* **Short exercise 1**
Answer these questions about the court opinion:
(a) Which circuit judges are named at the start?
(b) What did Zambaftis's appointed counsel file on appeal?
(c) Under which rule did the court notify Zambaftis of that filing?

* **Selection**

Before CUMMINGS, CUDAHY and KANNE, Circuit Judges.


A jury found Danny Zambaftis guilty on one count of conspiracy to distribute cocaine in violation of 21 U.S.C. § 846 and one count of aiding and abetting the distribution of cocaine in violation of 21 U.S.C. § 841(a) (1). On appeal Zambaftis's appointed counsel filed a motion to withdraw, believing that any appeal would be frivolous. See Anders v. California, 386 U.S. 738 (1967); United States v. Scherl, 923 F.2d 64 (7th Cir.), cert. denied, 111 S. Ct. 2272 (1991). Pursuant to Circuit Rule 51(a), we notified Zambaftis of his counsel's motion and his right to respond. Zambaftis did not respond. Finding no meritorious issue for appeal, we grant the motion to withdraw and dismiss the appeal as frivolous.

* **Given records**
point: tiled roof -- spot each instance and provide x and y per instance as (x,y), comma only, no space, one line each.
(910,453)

* * *

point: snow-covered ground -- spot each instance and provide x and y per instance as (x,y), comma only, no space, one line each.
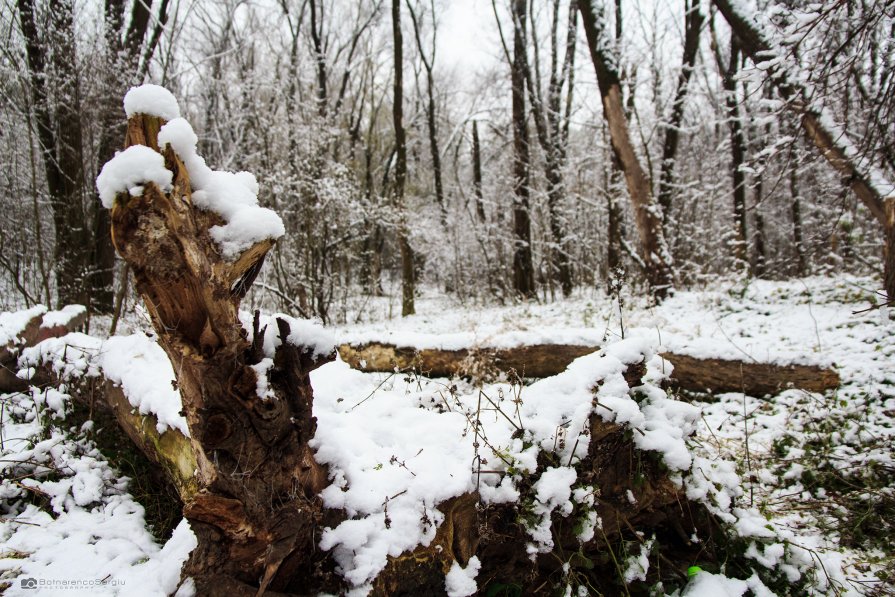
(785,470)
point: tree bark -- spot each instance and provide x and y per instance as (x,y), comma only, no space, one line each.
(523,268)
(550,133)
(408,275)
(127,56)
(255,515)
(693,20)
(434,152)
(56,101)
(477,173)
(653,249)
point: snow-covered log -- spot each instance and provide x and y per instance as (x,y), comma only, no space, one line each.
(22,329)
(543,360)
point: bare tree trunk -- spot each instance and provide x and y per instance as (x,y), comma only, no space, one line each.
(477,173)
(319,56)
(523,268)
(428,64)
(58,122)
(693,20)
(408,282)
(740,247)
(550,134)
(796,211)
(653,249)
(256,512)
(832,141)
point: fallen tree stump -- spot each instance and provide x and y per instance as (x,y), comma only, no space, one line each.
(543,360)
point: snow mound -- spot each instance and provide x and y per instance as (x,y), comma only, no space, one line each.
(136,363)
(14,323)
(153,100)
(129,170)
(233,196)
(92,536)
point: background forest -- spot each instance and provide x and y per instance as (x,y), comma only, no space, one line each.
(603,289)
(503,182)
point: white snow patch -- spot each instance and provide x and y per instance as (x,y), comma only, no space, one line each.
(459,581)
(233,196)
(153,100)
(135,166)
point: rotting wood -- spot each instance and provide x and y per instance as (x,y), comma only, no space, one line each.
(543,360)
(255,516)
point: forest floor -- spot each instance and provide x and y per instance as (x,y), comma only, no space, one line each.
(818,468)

* **Short exercise 2**
Report each line of the listing above that contains the string "tree", matching case exactly.

* **Task output 1**
(a) Cummings, Cudahy and Kanne.
(b) A motion to withdraw.
(c) Circuit Rule 51(a).

* **Task output 2**
point: tree bark -- spot each instance and provide x and y per instance as (x,y), comma only, no space, one line each.
point: bare tree trunk -- spot each instance and provide x and y per instance as (x,y), comma only, no space, one line each.
point: fallen tree stump -- spot each instance and provide x and y per instance as (x,y), comma only, no space, one line each.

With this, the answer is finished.